- [INFORMATION SUPPLIED]
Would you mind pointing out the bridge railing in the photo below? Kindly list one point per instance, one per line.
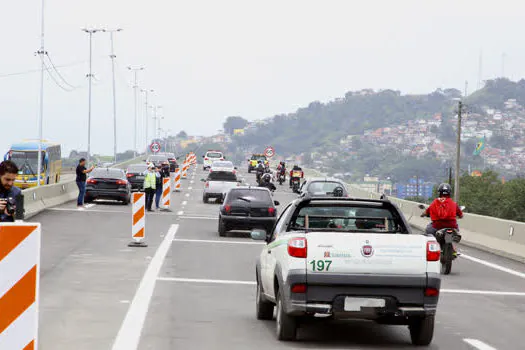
(499, 236)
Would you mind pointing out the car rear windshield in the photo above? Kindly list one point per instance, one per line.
(108, 173)
(140, 168)
(325, 187)
(347, 218)
(214, 155)
(223, 164)
(222, 176)
(249, 195)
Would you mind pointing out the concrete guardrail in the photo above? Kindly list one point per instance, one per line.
(38, 199)
(502, 237)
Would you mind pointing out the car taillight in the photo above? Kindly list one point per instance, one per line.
(431, 292)
(297, 247)
(298, 288)
(433, 251)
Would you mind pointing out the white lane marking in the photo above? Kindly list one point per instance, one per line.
(494, 266)
(195, 280)
(128, 337)
(482, 292)
(478, 344)
(199, 217)
(219, 242)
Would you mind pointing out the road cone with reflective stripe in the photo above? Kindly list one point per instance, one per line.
(19, 280)
(166, 194)
(138, 220)
(177, 180)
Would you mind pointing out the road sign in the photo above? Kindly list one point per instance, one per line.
(155, 147)
(269, 152)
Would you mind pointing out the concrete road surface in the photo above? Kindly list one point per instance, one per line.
(190, 289)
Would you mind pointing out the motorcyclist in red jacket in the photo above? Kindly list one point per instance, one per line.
(443, 212)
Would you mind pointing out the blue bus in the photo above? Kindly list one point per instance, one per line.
(25, 156)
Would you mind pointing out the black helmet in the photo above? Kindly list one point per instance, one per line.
(444, 189)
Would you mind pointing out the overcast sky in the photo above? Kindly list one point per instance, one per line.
(210, 59)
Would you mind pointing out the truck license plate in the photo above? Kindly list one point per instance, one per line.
(355, 304)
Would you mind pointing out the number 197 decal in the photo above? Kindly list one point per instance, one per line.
(320, 265)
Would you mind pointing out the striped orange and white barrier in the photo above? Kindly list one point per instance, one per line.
(177, 180)
(166, 193)
(138, 220)
(19, 285)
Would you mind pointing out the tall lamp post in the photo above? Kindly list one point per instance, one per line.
(113, 56)
(90, 77)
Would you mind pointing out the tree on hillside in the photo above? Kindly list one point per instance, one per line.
(233, 123)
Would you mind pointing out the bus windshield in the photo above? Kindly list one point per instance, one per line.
(27, 162)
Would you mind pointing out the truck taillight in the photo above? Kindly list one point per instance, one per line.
(433, 251)
(297, 247)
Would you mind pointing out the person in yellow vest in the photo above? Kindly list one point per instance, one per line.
(150, 184)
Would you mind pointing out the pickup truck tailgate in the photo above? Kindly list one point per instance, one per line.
(366, 253)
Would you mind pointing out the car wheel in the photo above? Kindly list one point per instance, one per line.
(286, 325)
(222, 228)
(422, 330)
(264, 308)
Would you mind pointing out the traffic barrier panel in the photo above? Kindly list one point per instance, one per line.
(138, 220)
(166, 193)
(19, 285)
(177, 180)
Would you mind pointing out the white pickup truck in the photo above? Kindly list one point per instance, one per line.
(346, 258)
(218, 183)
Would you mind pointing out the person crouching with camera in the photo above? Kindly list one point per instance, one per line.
(8, 192)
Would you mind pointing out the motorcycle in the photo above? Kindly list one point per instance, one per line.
(446, 237)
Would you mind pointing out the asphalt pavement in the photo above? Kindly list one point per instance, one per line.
(191, 289)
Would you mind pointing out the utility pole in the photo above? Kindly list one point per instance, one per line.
(42, 52)
(90, 77)
(146, 117)
(135, 88)
(458, 154)
(113, 56)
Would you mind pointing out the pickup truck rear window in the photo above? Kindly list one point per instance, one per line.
(222, 176)
(347, 219)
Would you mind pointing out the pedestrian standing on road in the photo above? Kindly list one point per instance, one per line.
(150, 183)
(159, 175)
(82, 172)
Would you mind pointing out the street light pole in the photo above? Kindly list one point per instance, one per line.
(41, 53)
(135, 87)
(90, 77)
(113, 56)
(458, 154)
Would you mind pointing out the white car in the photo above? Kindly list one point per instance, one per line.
(347, 258)
(223, 165)
(210, 157)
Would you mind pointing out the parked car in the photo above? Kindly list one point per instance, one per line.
(346, 258)
(210, 157)
(135, 175)
(223, 165)
(245, 208)
(108, 183)
(217, 184)
(324, 186)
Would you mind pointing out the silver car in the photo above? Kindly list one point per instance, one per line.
(323, 187)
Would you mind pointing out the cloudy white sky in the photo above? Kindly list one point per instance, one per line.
(210, 59)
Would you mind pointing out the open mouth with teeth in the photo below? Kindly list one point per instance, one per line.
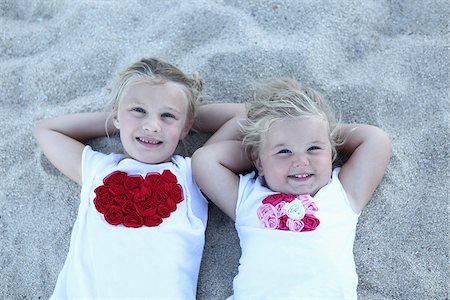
(148, 141)
(300, 176)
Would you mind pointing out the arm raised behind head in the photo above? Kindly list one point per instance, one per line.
(215, 169)
(370, 150)
(61, 139)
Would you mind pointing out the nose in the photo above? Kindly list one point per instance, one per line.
(300, 161)
(151, 124)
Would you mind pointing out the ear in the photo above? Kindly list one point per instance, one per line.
(186, 129)
(115, 118)
(258, 165)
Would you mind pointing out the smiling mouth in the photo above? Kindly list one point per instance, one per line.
(149, 141)
(300, 176)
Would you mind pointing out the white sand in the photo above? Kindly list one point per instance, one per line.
(381, 62)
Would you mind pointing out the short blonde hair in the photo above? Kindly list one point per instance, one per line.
(279, 100)
(158, 71)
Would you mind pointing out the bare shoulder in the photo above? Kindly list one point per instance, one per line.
(370, 150)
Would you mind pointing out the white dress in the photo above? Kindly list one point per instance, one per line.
(116, 262)
(278, 264)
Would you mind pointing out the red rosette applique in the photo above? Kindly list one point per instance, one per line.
(288, 212)
(136, 201)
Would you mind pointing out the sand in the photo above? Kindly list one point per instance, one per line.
(380, 62)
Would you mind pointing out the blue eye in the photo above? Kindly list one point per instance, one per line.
(138, 109)
(312, 148)
(284, 151)
(168, 115)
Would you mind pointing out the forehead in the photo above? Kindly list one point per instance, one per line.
(155, 92)
(306, 130)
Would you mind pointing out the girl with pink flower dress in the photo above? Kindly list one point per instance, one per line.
(139, 231)
(296, 218)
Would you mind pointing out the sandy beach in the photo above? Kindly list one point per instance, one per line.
(379, 62)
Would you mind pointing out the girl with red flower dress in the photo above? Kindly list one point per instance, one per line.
(139, 231)
(296, 219)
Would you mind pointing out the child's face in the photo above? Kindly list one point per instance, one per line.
(152, 118)
(295, 157)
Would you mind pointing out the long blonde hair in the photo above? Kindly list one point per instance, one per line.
(283, 99)
(158, 71)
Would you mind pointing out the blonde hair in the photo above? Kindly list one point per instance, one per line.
(279, 100)
(159, 72)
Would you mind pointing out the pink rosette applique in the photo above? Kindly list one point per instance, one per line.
(136, 201)
(288, 212)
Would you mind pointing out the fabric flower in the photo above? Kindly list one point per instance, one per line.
(288, 212)
(135, 201)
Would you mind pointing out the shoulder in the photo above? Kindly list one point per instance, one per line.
(93, 162)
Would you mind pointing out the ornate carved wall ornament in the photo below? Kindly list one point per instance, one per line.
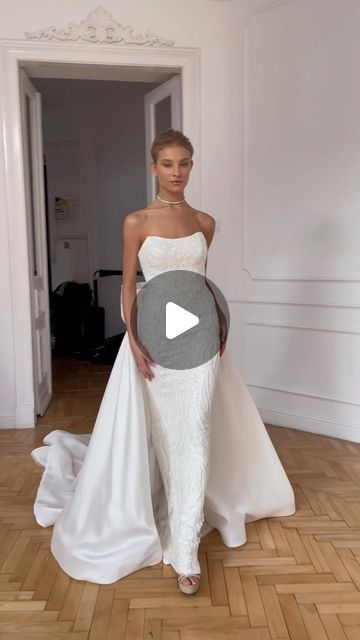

- [SET TASK] Rewrite all the records above, replacing every "Kindly" with "Please" and keeping everything else the same. Omit the pictures from your answer.

- [RESULT BELOW]
Would you mind pointing out the bridge railing in the photo below? Please list one point per instance, one per line.
(499, 236)
Would you mind pointing out the car rear windshield in the photo above? Please list one point per instance, one per line.
(108, 173)
(140, 168)
(325, 187)
(347, 218)
(214, 155)
(223, 164)
(222, 176)
(249, 195)
Would you mind pointing out the concrete guardrail in the photo above? Please list one point per instance, one per line.
(38, 199)
(502, 237)
Would you mind pointing out the car taillight in the photo above? Please list one point per instance, one per line.
(431, 292)
(297, 247)
(298, 288)
(433, 251)
Would you mind pointing out the white lane marking in the photo above? Please list one point per instance, one per line.
(494, 266)
(195, 280)
(128, 337)
(482, 292)
(478, 344)
(199, 217)
(219, 242)
Would you mind pointing out the road cone with reflective stripe in the photo above? Please list one point per instance, one per line.
(19, 280)
(166, 194)
(138, 220)
(177, 180)
Would you mind pointing out the road sign in the photo above? Please list one point per instance, one per line.
(155, 147)
(269, 152)
Would you mind pointing out the concrete road surface in the photo above? Please list one point per instance, one per line.
(190, 289)
Would you mind pointing out the motorcyclist in red jacket in the photo above? Please list one point per instance, one per line.
(443, 212)
Would you mind pointing out the blue bus in the photo above? Please list one point per instance, one per line.
(25, 156)
Would you mind pointing out the black helmet in the photo above? Please list one point per instance, one per line.
(444, 189)
Would you mind pointing out the overcast sky in the photo above? Please list one point per instance, one per line.
(210, 59)
Would you mind pointing out the truck license plate in the photo above? Please list one point per instance, one per line.
(355, 304)
Would you mind pointing out the number 197 decal in the photo above? Please list one point per instance, one per line.
(320, 265)
Would you mind pointing out the striped orange and white barrier in the photo above? Please list one point per instance, one per line.
(177, 180)
(166, 193)
(138, 220)
(19, 285)
Would you mind pointing out the tall lamp post in the photo above? Please list one point per instance, one per line.
(113, 56)
(90, 77)
Would you mind pointing out the tree on hillside in the photo above? Please list one point per instance, one per line.
(233, 123)
Would you mind pointing out the bus windshield in the photo above? Please list one point per instance, one per line.
(27, 162)
Would you mind pointing out the truck taillight in the photo above? Please list one point per instance, one per line.
(433, 251)
(297, 247)
Would you mind pointing out the person in yellow vest in the photo above? Please list one point per instance, one per line.
(150, 184)
Would you mind pointing out the pickup truck tailgate in the photo above? Please list one point per instance, one per line.
(366, 253)
Would you mind pointing out the car wheel in the photo above? Please list one point per instance, one per line.
(286, 325)
(222, 228)
(422, 330)
(264, 308)
Would you mind pointing out the traffic barrier panel in the photo above? Please list one point per instance, one per line.
(138, 220)
(166, 193)
(19, 285)
(177, 180)
Would you mind pointing out the white pickup truck in the photo above? Please list one point per instance, one per line.
(346, 258)
(218, 183)
Would you mind pointing out the person crouching with camera in the photo above? Please list one point per instance, one per line.
(8, 192)
Would you mind pointing out the motorcycle in the photo above? Please list one point per instance, one per line.
(446, 237)
Would you mind pointing out the asphalt pavement in the photo above? Please list one point per instance, one per line.
(191, 289)
Would you mind pointing out the utility pole in the photo above? Please list one point per instance, one per line.
(42, 52)
(90, 77)
(146, 117)
(135, 88)
(458, 154)
(113, 56)
Would you mind pointing out the pickup truck rear window in the photo above? Please list one point per instance, one per line.
(222, 176)
(347, 219)
Would you mind pointing out the pedestrian standing on road in the photo above? Please list one point per instance, one per line.
(150, 183)
(159, 175)
(82, 172)
Would you mind pointing out the street light pole in the photo above? Please list one point per instance, one per line.
(41, 53)
(135, 87)
(90, 77)
(113, 56)
(458, 154)
Would you mind pointing out the white car in the photo above? Please list one point per instance, one per line.
(347, 258)
(223, 165)
(210, 157)
Would you mind pointing out the parked car in the photo above? Please list one point per instance, one per line.
(346, 258)
(210, 157)
(135, 175)
(223, 165)
(245, 208)
(108, 183)
(217, 184)
(324, 186)
Would you mind pointing out the silver car in the photo above? Please list one point per instance, one per line.
(323, 187)
Would you mind pointing out the cloudy white sky in the photo above? Please list one point per instance, one per line.
(210, 59)
Would you mind pointing out the open mouth with teeth in the photo below? Please list one point per instance, one per line.
(148, 141)
(300, 176)
Would you mind pointing out the arm raised behind head in the photo above? Please list one point per instance, one per line.
(215, 169)
(370, 150)
(61, 139)
Would you mind pointing out the nose in the photo above? Please list one point per instance, one per line.
(300, 161)
(151, 124)
Would you mind pointing out the ear in the photo above? Please list one point per instance, one per line.
(186, 129)
(115, 118)
(258, 165)
Would you mind pointing out the smiling mouth in the photo above? Please list one point per instance, one per line.
(149, 141)
(300, 176)
Would you mind pointing out the white sand in the photo above? Please list one point per instance, one per line.
(381, 62)
Would you mind pointing out the short blonde hair in the photo above? Please list one point per instance, one per line.
(279, 100)
(158, 71)
Would you mind pointing out the bare shoulder in the photo above? Please list one point per instance, one per line.
(370, 150)
Would you mind pointing out the white dress in the photo above? Please list one point per instance, one per line.
(116, 262)
(278, 264)
Would you mind pointing out the red rosette applique in the photo above? Please list one point per instance, one per line.
(288, 212)
(136, 201)
Would you mind pointing out the sand in the photo above? Please list one point per instance, one per line.
(380, 62)
Would you mind pointing out the blue eye in the photo above? Please list one point per instance, one per line.
(138, 109)
(312, 148)
(284, 151)
(168, 115)
Would you mind pointing out the forehead in the photo above? Please list one point per instance, one per line.
(155, 92)
(306, 130)
Would you mind pointing out the girl with pink flower dress in the photo above? Please list one point per instance, one per line.
(139, 231)
(296, 218)
Would you mind pointing out the sandy beach in the photo above? Please list one point per instance, one per line.
(379, 62)
Would you mind pointing out the girl with red flower dress in the photo above? Please list one point per instance, one per line.
(139, 231)
(296, 219)
Would you mind pointing out the child's face in the photo above? Please list one point per instance, one per line.
(152, 118)
(295, 157)
Would you mind pointing out the long blonde hair in the photo above? Please list one point per instance, one per line.
(283, 99)
(158, 71)
Would you mind pointing out the blonde hair in the photo above? Please list one point per instance, one per line.
(279, 100)
(159, 72)
Would you mind pointing out the pink rosette applique in the photo above? Please list one point per instance, one per line.
(136, 201)
(288, 212)
Would you mind pointing out the fabric flower in the photo above? Please list one point per instance, one per line.
(288, 212)
(135, 201)
Would you mind pointing out the shoulder in the photo above? Please list one point per instance, one per line.
(93, 162)
Would you mind pointing out the ornate carved wall ornament in the photo below? Please list one point per instance, one per line.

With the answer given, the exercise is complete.